Exercise brief: Output each record exactly as given. Leave out every picture.

[Supplied entries Boundary: Start]

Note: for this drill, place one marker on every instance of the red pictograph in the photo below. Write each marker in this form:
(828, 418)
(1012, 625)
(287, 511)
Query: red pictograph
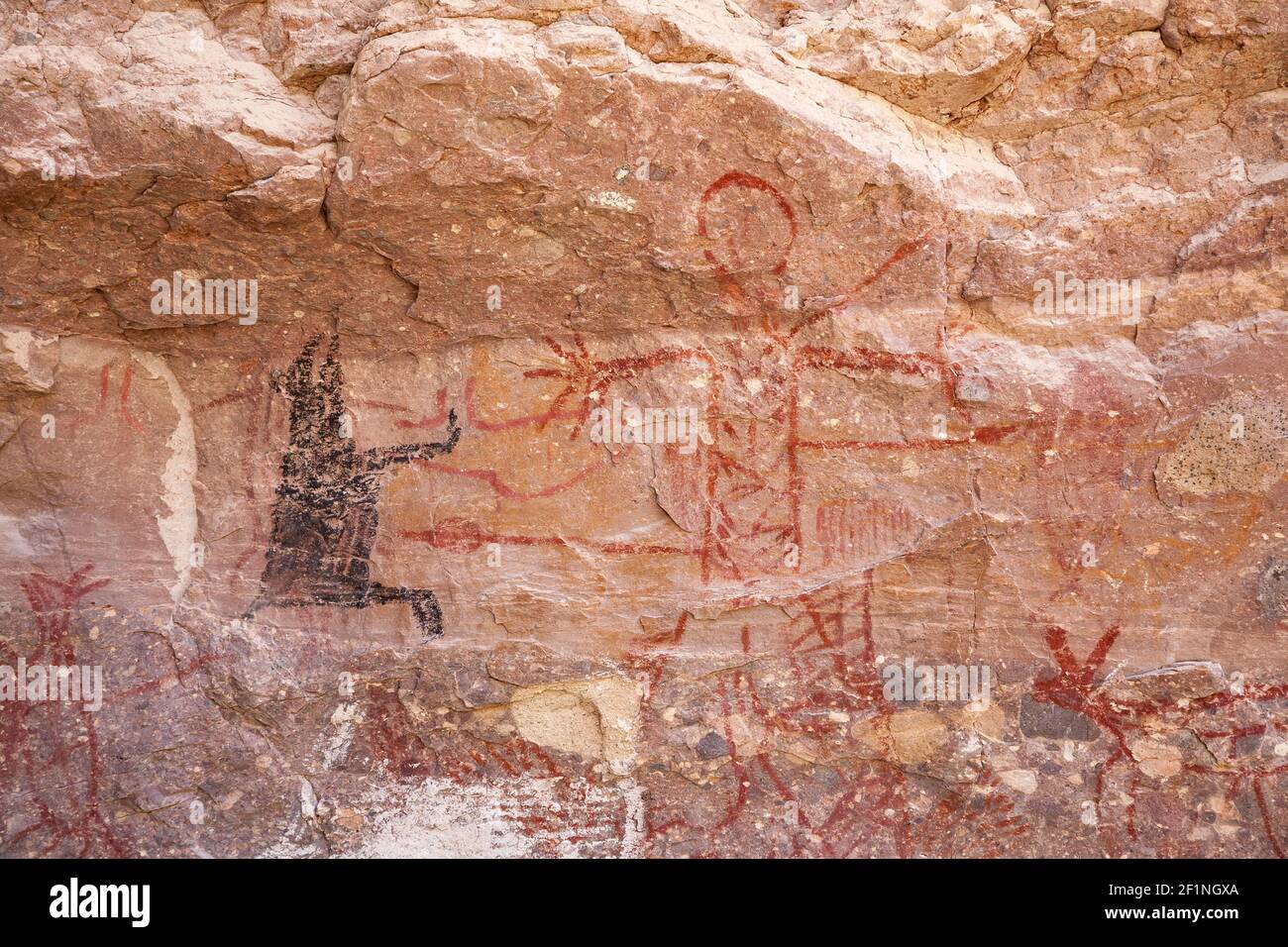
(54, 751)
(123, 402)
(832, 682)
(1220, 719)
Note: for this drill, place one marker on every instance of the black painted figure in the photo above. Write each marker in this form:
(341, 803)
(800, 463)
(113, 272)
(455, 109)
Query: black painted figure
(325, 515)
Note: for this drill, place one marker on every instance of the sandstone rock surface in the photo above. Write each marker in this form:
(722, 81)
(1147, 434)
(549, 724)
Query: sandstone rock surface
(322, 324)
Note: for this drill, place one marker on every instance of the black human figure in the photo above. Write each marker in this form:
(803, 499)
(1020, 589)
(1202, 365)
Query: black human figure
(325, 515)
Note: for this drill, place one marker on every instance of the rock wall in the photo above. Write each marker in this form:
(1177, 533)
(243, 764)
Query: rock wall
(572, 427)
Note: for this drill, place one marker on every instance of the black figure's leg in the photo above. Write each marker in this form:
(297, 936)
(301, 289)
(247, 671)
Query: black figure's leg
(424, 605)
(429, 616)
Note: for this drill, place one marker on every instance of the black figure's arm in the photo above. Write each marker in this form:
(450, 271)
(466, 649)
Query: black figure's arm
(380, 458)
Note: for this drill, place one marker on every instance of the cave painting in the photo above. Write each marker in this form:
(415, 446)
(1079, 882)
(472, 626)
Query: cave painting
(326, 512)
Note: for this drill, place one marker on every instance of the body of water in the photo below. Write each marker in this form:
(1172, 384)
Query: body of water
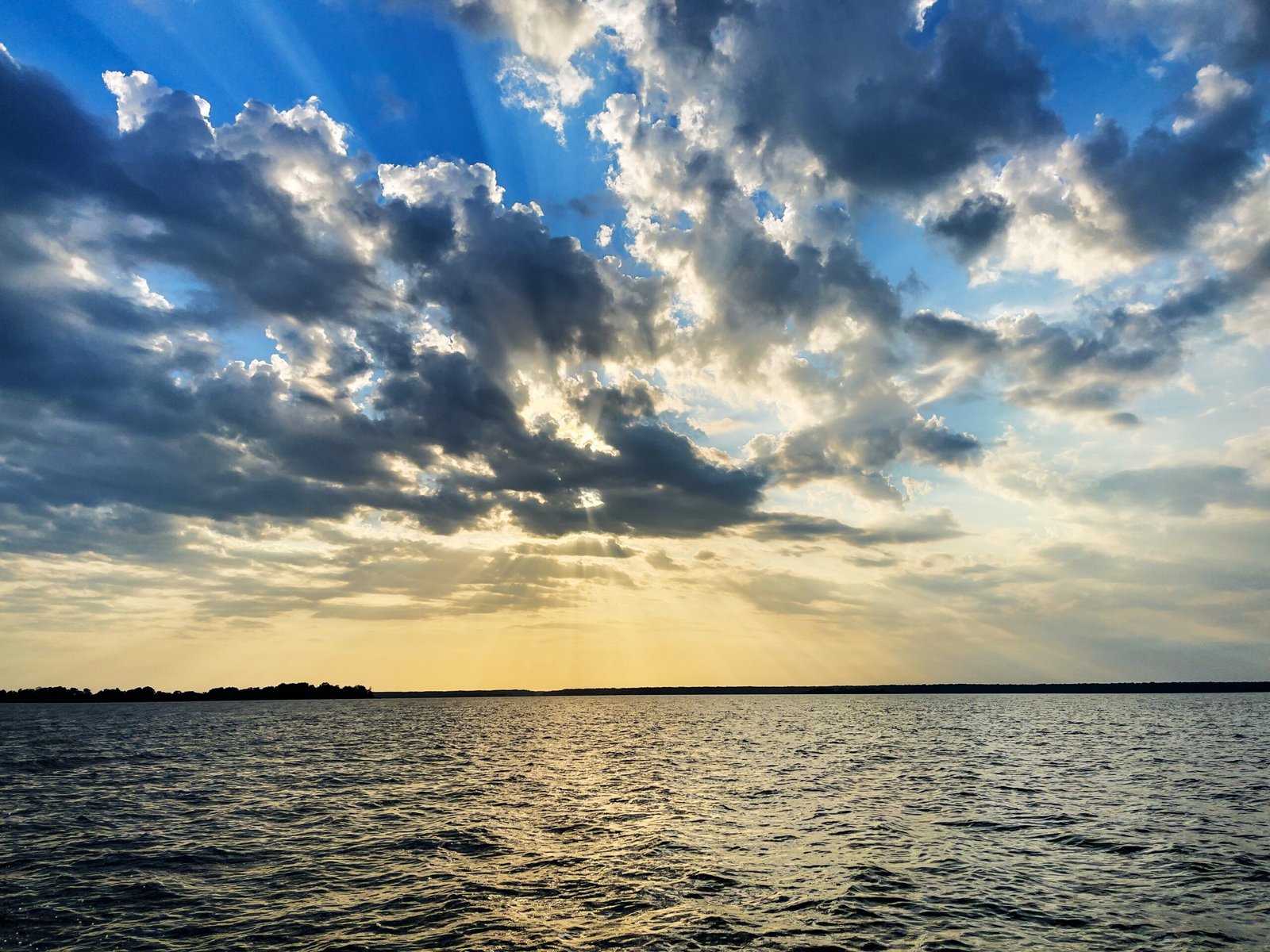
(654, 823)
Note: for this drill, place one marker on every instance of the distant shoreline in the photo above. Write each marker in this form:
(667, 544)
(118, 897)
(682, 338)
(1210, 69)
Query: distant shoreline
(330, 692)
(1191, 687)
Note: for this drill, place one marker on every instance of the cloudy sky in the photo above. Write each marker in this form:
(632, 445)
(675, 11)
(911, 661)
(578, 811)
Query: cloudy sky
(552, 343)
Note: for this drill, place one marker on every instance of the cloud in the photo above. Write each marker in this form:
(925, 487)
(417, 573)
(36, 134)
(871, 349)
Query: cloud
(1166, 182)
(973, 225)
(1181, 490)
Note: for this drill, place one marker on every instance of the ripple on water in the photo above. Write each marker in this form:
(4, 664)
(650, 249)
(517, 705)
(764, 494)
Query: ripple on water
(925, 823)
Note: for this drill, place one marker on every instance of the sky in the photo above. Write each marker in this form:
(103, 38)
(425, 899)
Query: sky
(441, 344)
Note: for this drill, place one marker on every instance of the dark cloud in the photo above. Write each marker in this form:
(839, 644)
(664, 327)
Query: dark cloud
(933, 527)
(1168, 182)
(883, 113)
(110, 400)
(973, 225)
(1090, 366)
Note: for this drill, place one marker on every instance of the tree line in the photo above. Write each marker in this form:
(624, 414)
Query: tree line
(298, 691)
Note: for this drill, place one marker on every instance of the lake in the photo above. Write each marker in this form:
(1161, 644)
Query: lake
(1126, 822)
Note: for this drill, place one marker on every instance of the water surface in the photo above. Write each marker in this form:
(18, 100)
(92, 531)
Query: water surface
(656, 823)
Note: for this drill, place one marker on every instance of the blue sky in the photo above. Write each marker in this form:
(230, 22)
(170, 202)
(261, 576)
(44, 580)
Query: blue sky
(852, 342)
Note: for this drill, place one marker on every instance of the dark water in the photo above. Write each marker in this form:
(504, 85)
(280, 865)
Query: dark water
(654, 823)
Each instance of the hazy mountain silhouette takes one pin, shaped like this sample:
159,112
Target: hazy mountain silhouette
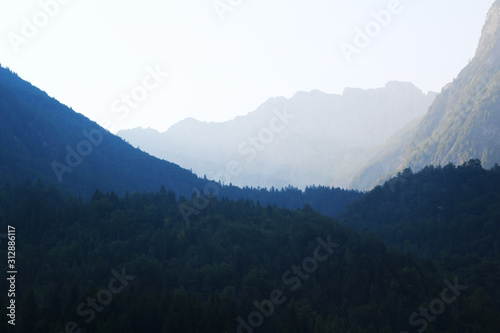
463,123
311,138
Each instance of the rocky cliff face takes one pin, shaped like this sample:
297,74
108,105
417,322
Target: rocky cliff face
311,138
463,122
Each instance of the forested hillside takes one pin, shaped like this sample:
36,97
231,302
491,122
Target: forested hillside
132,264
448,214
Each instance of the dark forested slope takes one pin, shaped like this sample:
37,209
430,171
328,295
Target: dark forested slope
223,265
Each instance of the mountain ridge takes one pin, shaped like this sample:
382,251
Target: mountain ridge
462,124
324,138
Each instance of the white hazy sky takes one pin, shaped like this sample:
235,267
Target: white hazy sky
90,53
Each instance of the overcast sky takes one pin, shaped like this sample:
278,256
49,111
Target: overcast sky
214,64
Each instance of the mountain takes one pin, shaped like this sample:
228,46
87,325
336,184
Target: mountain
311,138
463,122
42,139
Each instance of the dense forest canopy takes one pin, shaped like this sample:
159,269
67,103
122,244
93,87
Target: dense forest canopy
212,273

[Supplied entries Boundary: End]

Exercise response:
Note: for this drill, place one marker on every instance of the red pictograph in the photo below. Write each marker in this form:
(828, 418)
(1012, 625)
(287, 511)
Query: red pictograph
(54, 751)
(123, 402)
(832, 682)
(1220, 719)
Note: for this drill, place one marker on every instance of the black painted figure in the photo above. Write each marker in this form:
(341, 803)
(800, 463)
(113, 272)
(455, 109)
Query: black painted figure
(325, 515)
Note: for this drill, place one marker on every instance of the sandstone rock surface in the photo above. Write each marker in this form:
(722, 81)
(1147, 434)
(549, 724)
Query: sandstone rock surface
(322, 324)
Note: for this drill, place one marker on every instance of the black human figure in the photo above. Write each marker in this form:
(803, 499)
(1020, 589)
(1202, 365)
Query: black human figure
(325, 515)
Note: for this drill, place one marker on every instance of the rock wall in the photo above. Write each marker in this form:
(1177, 533)
(243, 764)
Query: rock wall
(572, 427)
Note: for this drill, place one marker on every instance of the black figure's leg in the photo above. Write each marker in this form:
(297, 936)
(301, 289)
(247, 671)
Query: black figure's leg
(424, 605)
(429, 616)
Note: for this drill, place one marker on every instance of the black figure's arm in the photo above. Write each marker in this form:
(450, 271)
(466, 649)
Query: black figure's arm
(380, 458)
Note: for this drill, place one marker on every instance of the cave painting in the photo above. Write each marker in this form:
(415, 446)
(1079, 882)
(472, 626)
Query: cave painting
(326, 512)
Note: for this drill, place one marker on every instance of the body of water in the photo below. Write each marker in this form:
(1172, 384)
Query: body of water
(654, 823)
Note: for this drill, place one marker on every instance of the distant shoreline in the photo above. Write each marker in this form:
(667, 544)
(118, 897)
(682, 338)
(1210, 69)
Query: distant shoreline
(330, 692)
(1191, 687)
Note: for this drill, place one marker on every instance of the cloudy sky in the photo above. Write each marker in this form:
(632, 445)
(675, 11)
(911, 661)
(578, 811)
Query: cloudy sky
(552, 343)
Note: for this drill, place one marker on every instance of the cloud in the photo above. Write each marker in this form:
(925, 487)
(417, 573)
(36, 134)
(871, 349)
Query: cloud
(1166, 182)
(973, 225)
(1181, 490)
Note: for this drill, place one marker on every instance of the ripple on water in the photo above. Write each marker in this form:
(4, 664)
(650, 249)
(517, 705)
(764, 494)
Query: ripple on water
(925, 823)
Note: for this drill, place one marker on every instance of the sky in the photo above. Write each marker in this form:
(103, 38)
(425, 899)
Query: sky
(441, 344)
Note: for this drill, place one marker on every instance of the dark cloud in the photo above. Write each marker in this form:
(839, 644)
(664, 327)
Query: dark cloud
(933, 527)
(1168, 182)
(883, 113)
(110, 400)
(973, 225)
(1090, 366)
Note: for this drill, place one marker on every instance of the tree line in the photo above. Write each marker in this form:
(624, 414)
Query: tree line
(298, 691)
Note: for this drill, place one marker on every instance of the lake in the photo above. Write each marker in this form:
(1161, 644)
Query: lake
(1126, 822)
Note: for this drill, place one marker on every instance of the water surface in the photo above. Write each marker in this form:
(18, 100)
(92, 531)
Query: water surface
(656, 823)
Note: for this drill, place one marker on every instance of the blue sky in the photo above. Write each marker in this form:
(230, 22)
(170, 202)
(261, 576)
(44, 580)
Query: blue sky
(852, 342)
Note: for this drill, place one marker on every instance of the dark water in the photo above. Write each marker in this form:
(504, 85)
(280, 865)
Query: dark water
(654, 823)
Each instance of the hazy mountain silhouette takes one pin, shaped like this sample:
159,112
Target: hazy mountain silhouette
463,123
311,138
Each instance of the rocky cliff face takes one pin, shaped like this sample:
297,74
108,105
417,322
Target: rocky cliff face
311,138
463,122
Each instance of the forested hillside takes one pin, shaped like this sample:
36,97
231,302
491,122
Target: forested hillside
132,264
448,214
Each instance of the dark forested slope takes one pin, shaped like this sample:
37,209
430,171
328,295
Target: dark forested slope
223,265
Each instance of the mountain ridge takes one pin, shaped like this sample:
382,251
Target: mountain ridge
462,124
324,138
Each instance of the white hazy sky takes one pin, shaped like this sample:
235,267
Target: white hazy sky
90,53
Each instance of the overcast sky takes one pin, shaped like this sample:
278,256
49,111
Target: overcast sky
214,64
Each instance of the mountain takes one pin, shaped like this sample:
228,46
87,325
336,184
Target: mountain
311,138
463,122
42,139
Each instance of the dense forest canopy takes one pin, shaped like this sample:
159,269
67,103
122,244
93,87
Target: dense forest canopy
212,273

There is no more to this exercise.